== QUOTED TEXT

The fourth part (6% of the final grade) consists in written open questions on cryptocurrencies and blockchain technology. For the students who already did this part in one of my other courses, the question "What is a statistical test? Explain it using also a numerical example different from the one done in class". It lasts approximately 20 minutes. This part is completely on paper and "closed book": no paper nor electronic help or tool is allowed.
The exam's grade consists in a weighted average of the four parts, with file handling errors not participating in the average but counting negatively. Active participation in class, in particular interventions to improve the course (spotting errors or giving very good suggestions) can slightly increase the final grade up to 3/30. It is not necessary that all parts be sufficient to pass the exam, the weighted average must be sufficient. As the exam is indivisible from an administrative point of view, it is not possible to split it or to save a part and redo another: all parts must be taken in the same session. Only the assignments last until the last session of the academic year.
Database assignment
All students have the possibility to do an assignment which will replace the database and Access parts of the exam following these rules.
0. The assignment can be done in groups of 1, 2, 3, 4 students, you decide group's composition.
1. Each group must submit to Dr. Paolo Coletti via email the group composition and a database proposal. Database proposal must contain the database description and a draft version of the schema, containing the main tables, relations and fields involved. The proposal is part of the assignment's evaluation. I expect that your database be different from the ones of previous years, the ones used in class and the many ones I gave in exams in these years. However, if you still want to choose a database similar to these ones, I want that your structure be different. Thus, if you look at my solution and try to twist my structure deliberately it might be a suicide, much better not looking at my solution.
2. Dr. Paolo Coletti answers with the crucial corrections and suggestions.
3. The group builds a database in Access. The database must contain at least
Students in the group  1 or 2 
3 
4 

Total tables (junction and non junction)  6 
8 
10 

Junction tables  2 
2 
3 

Fields (not counting foreign keys)  20 
25 
30 

Validation rules  3 
4 
5 

Table validation rules  2 
2 
3 

Different summary queries  3 
4 
5 

Different nonselection queries  3 
4 
5 

Different queries with left/right join  2 
3 
4 

Different 2 queries involving al least >  3 tables 
4 tables 
5 tables 

Forms with locking using at least 2 tables  2 
3 
4 

Reports based on a query with grouping  2 
3 
4 

In the previous queries, at least one must contain a condition, at least one must contain a formula, at least one must contain a function, at least one must ask something to user, at least one must be based on another query. If it is not, add other queries with these things.  
Tables must use Required and Index feature wherever it is appropriate.  
Database must be filled in with enough data to make queries, forms and reports return something meaningful. 
4. The group writes the database documentation.
5. The database and documentation must be submitted to Dr. Paolo Coletti at least a couple of days before the last lessons (but also much earlier if you prefer). Database and documentation are part of assignment's evaluation.
6. The entire group must present the database before the end of the course . Presentation is rather brief and straightforward. Dr. Paolo Coletti chooses who presents which part and who answers to each question. Presentation and answering is part of the assignment's evaluation.

====
== LISTED RECORDS

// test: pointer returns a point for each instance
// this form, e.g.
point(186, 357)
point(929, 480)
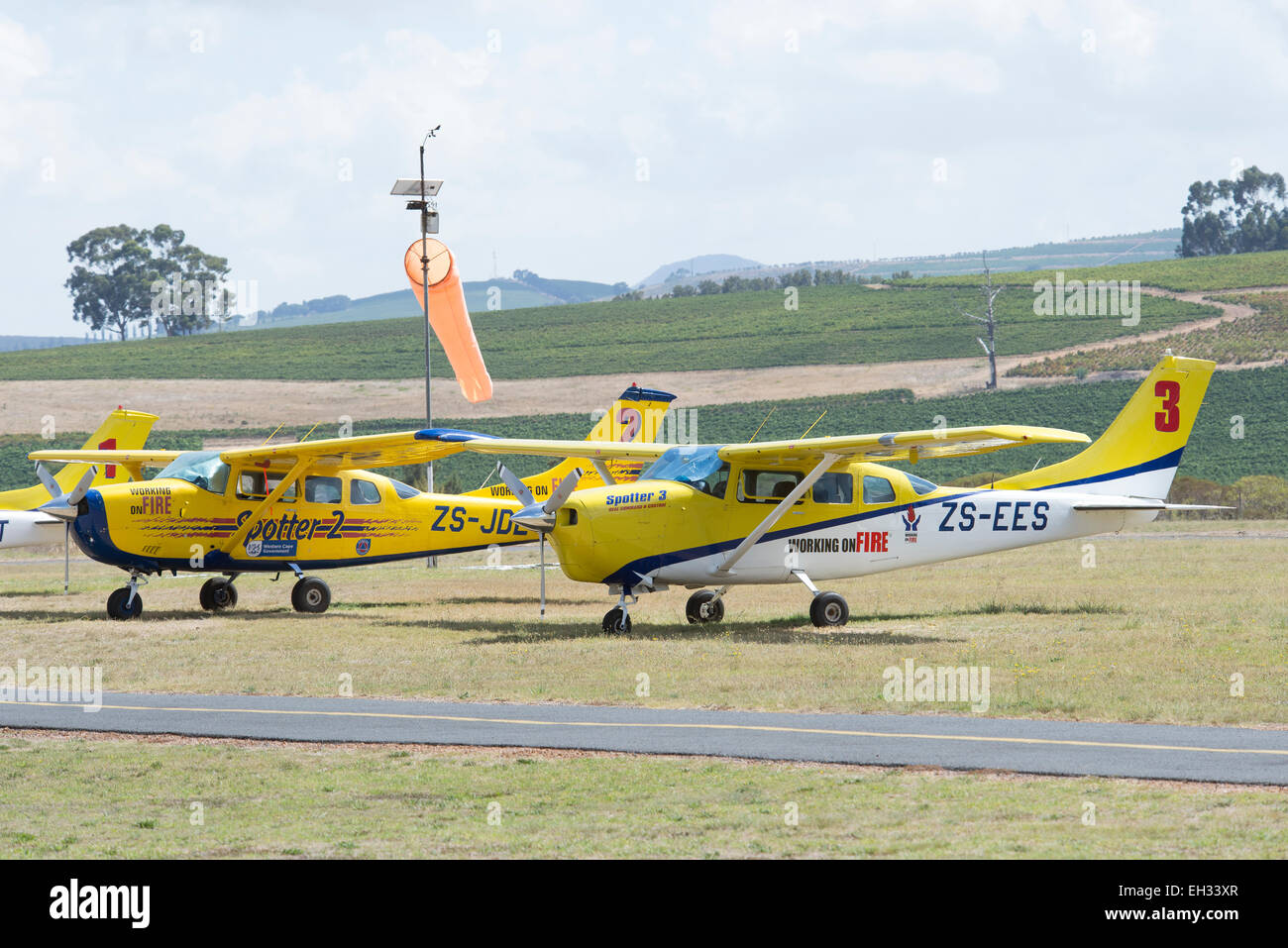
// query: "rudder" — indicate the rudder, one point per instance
point(1138, 453)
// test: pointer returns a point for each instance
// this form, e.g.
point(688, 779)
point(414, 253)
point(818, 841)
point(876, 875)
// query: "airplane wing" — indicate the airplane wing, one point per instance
point(898, 446)
point(133, 462)
point(590, 450)
point(149, 459)
point(355, 454)
point(902, 446)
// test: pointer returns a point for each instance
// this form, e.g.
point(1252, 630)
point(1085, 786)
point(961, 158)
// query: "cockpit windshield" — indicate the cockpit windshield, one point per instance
point(698, 466)
point(200, 468)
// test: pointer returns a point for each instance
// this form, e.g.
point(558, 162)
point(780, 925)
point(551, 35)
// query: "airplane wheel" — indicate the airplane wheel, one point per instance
point(703, 607)
point(116, 604)
point(218, 595)
point(828, 609)
point(616, 621)
point(310, 595)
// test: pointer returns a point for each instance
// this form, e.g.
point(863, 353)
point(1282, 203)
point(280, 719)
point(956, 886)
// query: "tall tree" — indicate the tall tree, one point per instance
point(990, 292)
point(112, 277)
point(123, 275)
point(1236, 215)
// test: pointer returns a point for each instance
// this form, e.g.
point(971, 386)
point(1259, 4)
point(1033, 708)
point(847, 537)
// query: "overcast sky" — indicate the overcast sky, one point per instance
point(600, 141)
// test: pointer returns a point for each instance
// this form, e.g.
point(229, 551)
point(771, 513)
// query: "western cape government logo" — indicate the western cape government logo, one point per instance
point(910, 524)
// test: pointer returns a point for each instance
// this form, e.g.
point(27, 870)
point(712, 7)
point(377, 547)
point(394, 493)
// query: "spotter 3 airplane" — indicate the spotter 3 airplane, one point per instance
point(305, 506)
point(30, 515)
point(816, 509)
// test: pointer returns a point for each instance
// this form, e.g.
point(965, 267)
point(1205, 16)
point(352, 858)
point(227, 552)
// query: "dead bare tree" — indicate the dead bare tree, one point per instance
point(990, 292)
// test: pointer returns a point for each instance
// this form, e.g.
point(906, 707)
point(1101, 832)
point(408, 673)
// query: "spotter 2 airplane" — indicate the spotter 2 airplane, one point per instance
point(822, 509)
point(304, 506)
point(30, 517)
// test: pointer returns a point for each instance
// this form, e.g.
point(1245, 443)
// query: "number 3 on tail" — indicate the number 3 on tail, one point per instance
point(1168, 419)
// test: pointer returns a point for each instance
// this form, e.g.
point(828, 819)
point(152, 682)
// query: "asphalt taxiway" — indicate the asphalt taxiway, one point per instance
point(1151, 751)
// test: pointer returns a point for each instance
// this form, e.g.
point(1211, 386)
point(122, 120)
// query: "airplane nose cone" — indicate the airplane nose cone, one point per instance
point(535, 517)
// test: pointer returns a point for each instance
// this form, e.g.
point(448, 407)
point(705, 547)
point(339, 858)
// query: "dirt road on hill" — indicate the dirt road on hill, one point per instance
point(202, 403)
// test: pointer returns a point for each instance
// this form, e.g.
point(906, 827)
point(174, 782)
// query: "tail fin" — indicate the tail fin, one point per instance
point(123, 429)
point(636, 415)
point(1138, 454)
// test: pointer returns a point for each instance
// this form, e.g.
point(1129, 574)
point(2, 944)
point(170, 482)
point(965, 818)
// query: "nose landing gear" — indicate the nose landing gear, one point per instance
point(127, 603)
point(828, 608)
point(618, 621)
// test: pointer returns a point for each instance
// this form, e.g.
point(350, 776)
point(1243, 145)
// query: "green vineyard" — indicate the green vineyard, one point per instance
point(1261, 338)
point(846, 325)
point(1256, 397)
point(1233, 272)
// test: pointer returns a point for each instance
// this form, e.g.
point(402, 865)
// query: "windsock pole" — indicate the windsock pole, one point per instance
point(424, 275)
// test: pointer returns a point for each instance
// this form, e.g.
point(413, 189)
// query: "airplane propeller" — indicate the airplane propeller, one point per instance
point(539, 517)
point(63, 505)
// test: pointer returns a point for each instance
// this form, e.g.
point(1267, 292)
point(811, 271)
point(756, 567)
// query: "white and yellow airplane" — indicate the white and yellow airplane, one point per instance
point(29, 515)
point(717, 515)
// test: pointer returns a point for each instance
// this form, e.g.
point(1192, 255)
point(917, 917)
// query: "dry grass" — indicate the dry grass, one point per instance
point(1151, 633)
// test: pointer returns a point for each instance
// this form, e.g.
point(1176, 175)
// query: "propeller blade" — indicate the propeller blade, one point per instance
point(516, 487)
point(81, 488)
point(559, 496)
point(48, 480)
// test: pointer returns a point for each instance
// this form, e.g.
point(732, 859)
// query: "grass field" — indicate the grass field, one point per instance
point(845, 325)
point(120, 797)
point(1261, 338)
point(1231, 272)
point(1151, 633)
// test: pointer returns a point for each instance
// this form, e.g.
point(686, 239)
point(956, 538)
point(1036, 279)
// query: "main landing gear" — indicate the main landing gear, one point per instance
point(309, 594)
point(127, 603)
point(219, 594)
point(707, 605)
point(704, 605)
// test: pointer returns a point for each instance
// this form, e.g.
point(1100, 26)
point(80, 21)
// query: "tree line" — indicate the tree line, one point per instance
point(733, 283)
point(124, 275)
point(1239, 215)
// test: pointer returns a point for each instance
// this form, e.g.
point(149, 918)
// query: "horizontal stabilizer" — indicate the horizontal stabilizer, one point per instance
point(1141, 504)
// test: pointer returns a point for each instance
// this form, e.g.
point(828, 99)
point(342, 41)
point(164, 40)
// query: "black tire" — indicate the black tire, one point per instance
point(828, 609)
point(117, 609)
point(700, 608)
point(224, 595)
point(310, 595)
point(616, 622)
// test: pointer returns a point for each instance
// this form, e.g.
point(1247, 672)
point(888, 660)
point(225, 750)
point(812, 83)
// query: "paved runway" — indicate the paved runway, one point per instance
point(1234, 755)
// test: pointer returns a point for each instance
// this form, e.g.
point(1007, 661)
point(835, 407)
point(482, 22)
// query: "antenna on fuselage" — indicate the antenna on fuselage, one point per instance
point(815, 423)
point(763, 424)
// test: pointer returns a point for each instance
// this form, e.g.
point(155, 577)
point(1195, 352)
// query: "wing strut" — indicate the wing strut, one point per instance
point(776, 514)
point(296, 471)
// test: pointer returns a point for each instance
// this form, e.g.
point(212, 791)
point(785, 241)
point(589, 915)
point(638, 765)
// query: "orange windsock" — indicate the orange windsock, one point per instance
point(449, 316)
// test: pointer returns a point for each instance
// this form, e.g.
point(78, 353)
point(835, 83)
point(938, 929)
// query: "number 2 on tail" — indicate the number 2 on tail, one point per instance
point(1168, 419)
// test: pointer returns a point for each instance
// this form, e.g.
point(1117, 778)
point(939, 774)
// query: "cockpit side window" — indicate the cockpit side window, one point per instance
point(877, 489)
point(835, 487)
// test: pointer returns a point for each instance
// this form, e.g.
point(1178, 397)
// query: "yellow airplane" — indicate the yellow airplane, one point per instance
point(29, 515)
point(822, 509)
point(310, 505)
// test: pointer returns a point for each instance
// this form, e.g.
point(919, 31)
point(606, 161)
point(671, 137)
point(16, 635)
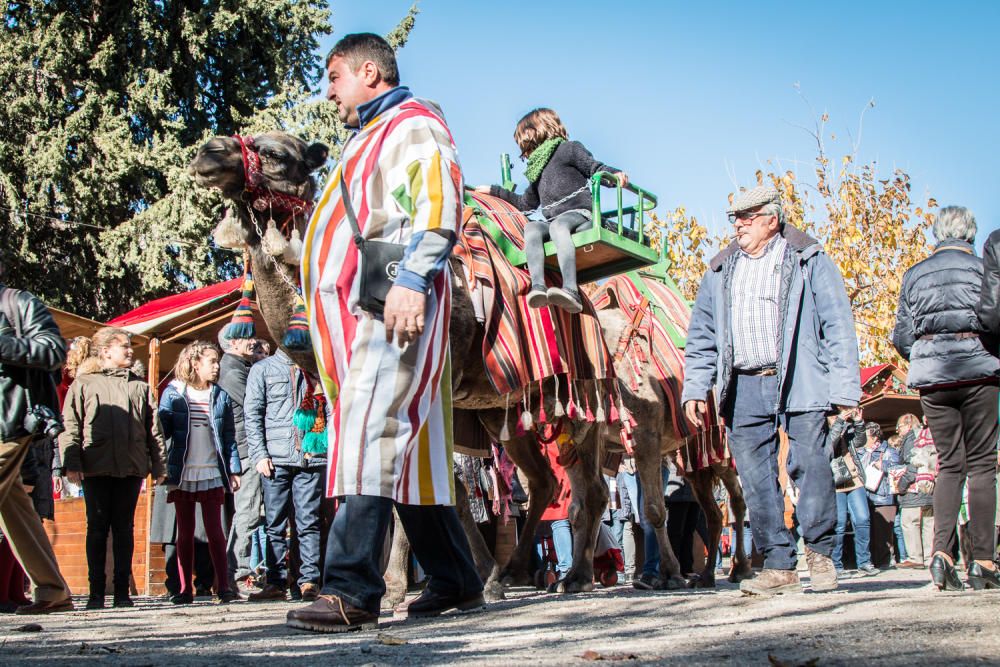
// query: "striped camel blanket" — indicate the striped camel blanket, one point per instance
point(654, 344)
point(524, 346)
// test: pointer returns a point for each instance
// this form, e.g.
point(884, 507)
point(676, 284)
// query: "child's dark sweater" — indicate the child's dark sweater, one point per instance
point(569, 169)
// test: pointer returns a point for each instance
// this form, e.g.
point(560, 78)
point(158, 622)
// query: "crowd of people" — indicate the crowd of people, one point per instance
point(239, 439)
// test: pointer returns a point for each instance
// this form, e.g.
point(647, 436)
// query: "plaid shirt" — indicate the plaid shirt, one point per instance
point(754, 292)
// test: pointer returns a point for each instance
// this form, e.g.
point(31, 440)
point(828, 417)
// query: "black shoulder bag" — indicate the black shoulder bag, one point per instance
point(379, 261)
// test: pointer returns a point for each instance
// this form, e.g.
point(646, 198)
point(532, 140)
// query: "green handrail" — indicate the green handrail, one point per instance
point(647, 202)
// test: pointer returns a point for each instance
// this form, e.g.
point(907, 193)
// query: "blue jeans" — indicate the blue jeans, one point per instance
point(897, 529)
point(651, 547)
point(303, 488)
point(752, 426)
point(855, 502)
point(354, 549)
point(562, 542)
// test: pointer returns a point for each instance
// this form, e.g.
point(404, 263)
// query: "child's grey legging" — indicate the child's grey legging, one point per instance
point(560, 231)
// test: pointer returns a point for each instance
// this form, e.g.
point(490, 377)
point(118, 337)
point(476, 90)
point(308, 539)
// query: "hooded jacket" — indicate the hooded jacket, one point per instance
point(818, 348)
point(111, 424)
point(175, 420)
point(28, 360)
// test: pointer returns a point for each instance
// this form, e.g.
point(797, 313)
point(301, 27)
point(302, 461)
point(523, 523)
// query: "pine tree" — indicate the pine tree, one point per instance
point(102, 106)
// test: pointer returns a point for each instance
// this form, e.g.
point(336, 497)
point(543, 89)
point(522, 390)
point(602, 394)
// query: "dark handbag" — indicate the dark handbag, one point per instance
point(379, 263)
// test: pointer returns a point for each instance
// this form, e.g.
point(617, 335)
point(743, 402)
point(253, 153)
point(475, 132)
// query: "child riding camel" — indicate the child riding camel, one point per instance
point(558, 173)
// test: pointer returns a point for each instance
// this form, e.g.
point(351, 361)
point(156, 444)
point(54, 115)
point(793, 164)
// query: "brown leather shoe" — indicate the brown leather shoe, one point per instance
point(270, 593)
point(772, 582)
point(331, 614)
point(430, 603)
point(46, 607)
point(822, 573)
point(309, 592)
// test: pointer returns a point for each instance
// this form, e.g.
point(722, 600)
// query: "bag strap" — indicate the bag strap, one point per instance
point(345, 197)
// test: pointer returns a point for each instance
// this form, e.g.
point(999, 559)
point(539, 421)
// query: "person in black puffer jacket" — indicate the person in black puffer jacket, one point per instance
point(953, 366)
point(558, 173)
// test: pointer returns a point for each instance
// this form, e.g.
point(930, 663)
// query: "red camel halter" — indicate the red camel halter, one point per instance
point(262, 198)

====

Continue the course exam and database assignment rules from the point where they stop.

§ EXERCISE OUTPUT
7.During the presentation other students are kindly invited to present observations and questions. Do not worry about lowering your colleagues' evaluation pointing out mistakes, as if any error I have not spotted comes out it will not be considered in the evaluation. You receive a small increase on the exam's final grade for each competent and correct observation.
8. Assignment's grades are, unless a tragic presentation is made, the same for all the students of the group. Grade is based on: proposal, database, documentation, presentation, answering.
9. If you have an assignment's grade of at least 60% you automatically use this grade as database+Access grade and you do not receive those parts' papers during the exam. This grade lasts until the last session of current academic year. If you prefer NOT to use your assignment's grade for an exam's session, you MUST write an email to Dr. Paolo Coletti AT LEAST 7 days before, no exceptions.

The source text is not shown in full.